Bounding box annotations for photos
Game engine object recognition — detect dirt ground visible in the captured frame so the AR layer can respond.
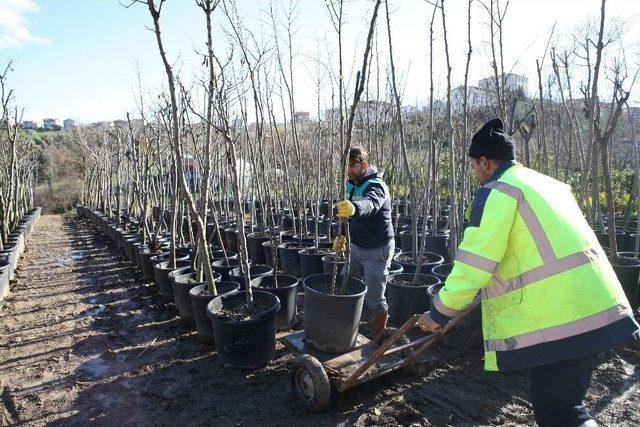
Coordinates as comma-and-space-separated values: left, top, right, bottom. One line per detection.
0, 216, 640, 426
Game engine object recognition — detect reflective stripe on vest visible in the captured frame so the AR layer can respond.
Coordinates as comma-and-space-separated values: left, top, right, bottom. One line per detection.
456, 249, 498, 273
478, 181, 598, 299
485, 181, 557, 264
484, 304, 633, 351
481, 249, 598, 299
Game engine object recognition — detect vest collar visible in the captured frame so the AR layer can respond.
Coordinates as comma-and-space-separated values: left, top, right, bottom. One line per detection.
487, 160, 517, 182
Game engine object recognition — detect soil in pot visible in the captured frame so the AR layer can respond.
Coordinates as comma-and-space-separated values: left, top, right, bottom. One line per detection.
189, 281, 240, 344
251, 274, 299, 331
207, 289, 280, 369
303, 274, 367, 353
385, 273, 440, 326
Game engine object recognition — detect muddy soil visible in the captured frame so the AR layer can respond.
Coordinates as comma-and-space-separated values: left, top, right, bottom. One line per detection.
0, 216, 640, 426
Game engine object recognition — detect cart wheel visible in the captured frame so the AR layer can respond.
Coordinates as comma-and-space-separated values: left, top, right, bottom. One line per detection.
290, 354, 331, 412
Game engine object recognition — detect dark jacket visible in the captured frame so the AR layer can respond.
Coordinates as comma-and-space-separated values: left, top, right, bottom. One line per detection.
346, 166, 393, 249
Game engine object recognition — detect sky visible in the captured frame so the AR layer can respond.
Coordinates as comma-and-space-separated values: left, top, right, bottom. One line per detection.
0, 0, 640, 123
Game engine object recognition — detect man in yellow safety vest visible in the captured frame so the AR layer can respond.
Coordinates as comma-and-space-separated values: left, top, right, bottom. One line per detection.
418, 118, 640, 426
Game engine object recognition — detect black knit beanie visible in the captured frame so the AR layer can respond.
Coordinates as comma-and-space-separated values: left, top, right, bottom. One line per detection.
469, 117, 516, 160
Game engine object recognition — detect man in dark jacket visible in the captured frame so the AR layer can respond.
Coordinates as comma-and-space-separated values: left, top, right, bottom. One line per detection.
334, 147, 395, 336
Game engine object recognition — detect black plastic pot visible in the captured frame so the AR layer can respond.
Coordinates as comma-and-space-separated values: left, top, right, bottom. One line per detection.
322, 255, 344, 275
173, 272, 221, 326
251, 274, 299, 331
278, 242, 313, 277
611, 257, 640, 312
207, 290, 280, 369
189, 281, 240, 344
0, 249, 18, 280
425, 234, 450, 261
211, 258, 251, 280
223, 227, 238, 252
298, 248, 333, 278
153, 260, 191, 301
302, 274, 367, 353
247, 232, 271, 264
229, 264, 273, 289
211, 249, 238, 261
389, 261, 404, 276
386, 273, 440, 326
138, 249, 166, 280
393, 252, 444, 274
0, 261, 11, 301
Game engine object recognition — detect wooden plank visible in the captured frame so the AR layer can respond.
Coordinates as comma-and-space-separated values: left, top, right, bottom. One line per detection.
280, 331, 370, 364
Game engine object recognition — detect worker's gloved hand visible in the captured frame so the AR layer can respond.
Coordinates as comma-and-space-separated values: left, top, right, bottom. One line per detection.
416, 311, 442, 333
333, 236, 347, 253
336, 200, 356, 218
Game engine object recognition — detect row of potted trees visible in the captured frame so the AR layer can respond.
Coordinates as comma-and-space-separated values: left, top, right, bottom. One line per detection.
0, 207, 41, 307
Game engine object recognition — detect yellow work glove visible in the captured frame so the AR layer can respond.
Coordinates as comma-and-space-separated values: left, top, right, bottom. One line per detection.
333, 236, 347, 253
336, 200, 356, 218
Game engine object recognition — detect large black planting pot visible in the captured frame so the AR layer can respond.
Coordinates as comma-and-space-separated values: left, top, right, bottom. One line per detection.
247, 232, 271, 264
189, 281, 240, 344
207, 290, 280, 369
298, 248, 333, 278
153, 260, 191, 301
386, 273, 440, 326
138, 247, 170, 280
0, 245, 18, 280
229, 264, 273, 288
611, 257, 640, 312
251, 274, 299, 331
322, 255, 344, 276
173, 272, 221, 326
262, 240, 281, 270
209, 249, 238, 261
302, 274, 367, 353
393, 252, 444, 274
427, 283, 482, 348
211, 258, 251, 280
278, 242, 313, 277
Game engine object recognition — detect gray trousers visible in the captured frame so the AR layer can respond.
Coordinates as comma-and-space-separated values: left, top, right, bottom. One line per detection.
342, 239, 396, 313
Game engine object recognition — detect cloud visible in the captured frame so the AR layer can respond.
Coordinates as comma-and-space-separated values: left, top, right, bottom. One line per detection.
0, 0, 51, 49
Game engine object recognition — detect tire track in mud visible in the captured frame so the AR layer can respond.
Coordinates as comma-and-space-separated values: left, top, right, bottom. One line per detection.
0, 215, 640, 427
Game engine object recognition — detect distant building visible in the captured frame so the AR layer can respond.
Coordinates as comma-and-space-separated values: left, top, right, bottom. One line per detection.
293, 111, 309, 123
90, 122, 111, 128
20, 120, 38, 130
42, 118, 62, 130
324, 108, 340, 126
478, 73, 529, 94
355, 101, 390, 125
451, 86, 489, 112
62, 119, 78, 130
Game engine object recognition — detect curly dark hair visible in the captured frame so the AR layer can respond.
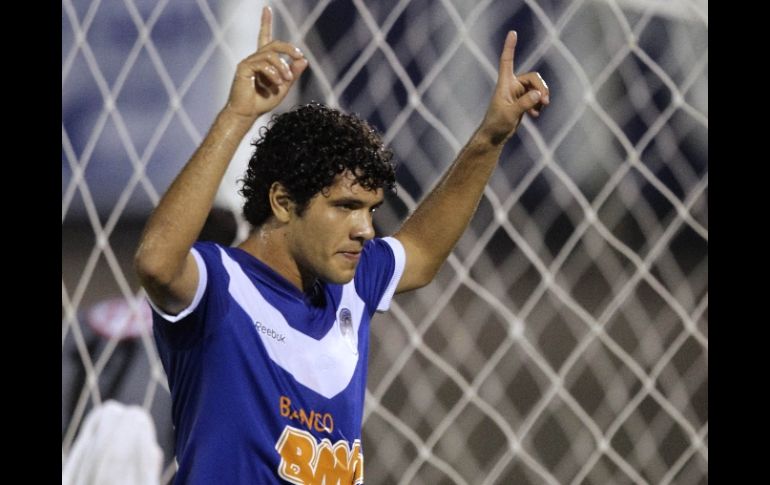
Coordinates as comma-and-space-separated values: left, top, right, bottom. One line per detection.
240, 103, 396, 227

| What the task requires |
Convert the portion of the items that begins with the line containing "Game engine object recognition — detect row" and ends with the line containing "62, 119, 78, 130", both lines included, into a JSON list of strings with one string per line. Leave out any blank lines.

| Response to the exercise |
[
  "Game engine object recognition — detect row of potted trees visible in the captured frame so the AR layer can respond.",
  "Coordinates as comma-and-space-separated values: left, top, right, bottom. One line per detection.",
  "0, 207, 41, 307",
  "Game engine object recognition — detect yellow work glove visible in the captured frame so the AR layer can respond.",
  "Coordinates as comma-and-space-separated values: left, top, right, bottom. One line per detection.",
  "333, 236, 347, 253",
  "336, 200, 356, 218",
  "Game engine object recognition — detect large black planting pot visible in the captured frame so the AR layer can respond.",
  "Coordinates as comma-and-space-separated values: left, top, right, bottom. One line per detection.",
  "247, 232, 271, 264",
  "189, 281, 240, 344",
  "207, 290, 280, 369",
  "298, 248, 333, 278",
  "153, 260, 191, 301",
  "386, 273, 440, 326",
  "138, 247, 170, 280",
  "0, 245, 18, 280",
  "229, 264, 273, 288",
  "611, 257, 640, 312",
  "251, 274, 299, 331",
  "322, 255, 344, 276",
  "173, 272, 221, 326",
  "262, 240, 281, 270",
  "209, 249, 238, 261",
  "302, 274, 367, 353",
  "393, 252, 444, 274",
  "427, 283, 482, 348",
  "211, 258, 251, 280",
  "278, 242, 313, 277",
  "Game engine object recognition — detect gray trousers visible in the captured frame so the AR layer can respond.",
  "Coordinates as comma-and-space-separated values: left, top, right, bottom. One line per detection.",
  "342, 239, 396, 313",
  "Game engine object recognition — detect cloud visible in the captured frame so the AR layer can respond.",
  "Coordinates as comma-and-space-separated values: left, top, right, bottom. One line per detection.",
  "0, 0, 51, 49",
  "Game engine object recognition — detect tire track in mud visible in the captured frame so the AR layer can respond.",
  "Coordinates as comma-and-space-separated values: left, top, right, bottom. One line per detection.",
  "0, 215, 640, 427",
  "Game engine object recognition — detect distant building visible in the captured frame so the AR layer can respond.",
  "Coordinates as comma-and-space-separated values: left, top, right, bottom. One line per detection.",
  "293, 111, 309, 123",
  "90, 122, 111, 128",
  "20, 120, 38, 130",
  "42, 118, 62, 130",
  "324, 108, 340, 126",
  "478, 73, 529, 94",
  "355, 101, 390, 125",
  "451, 86, 489, 112",
  "62, 119, 78, 130"
]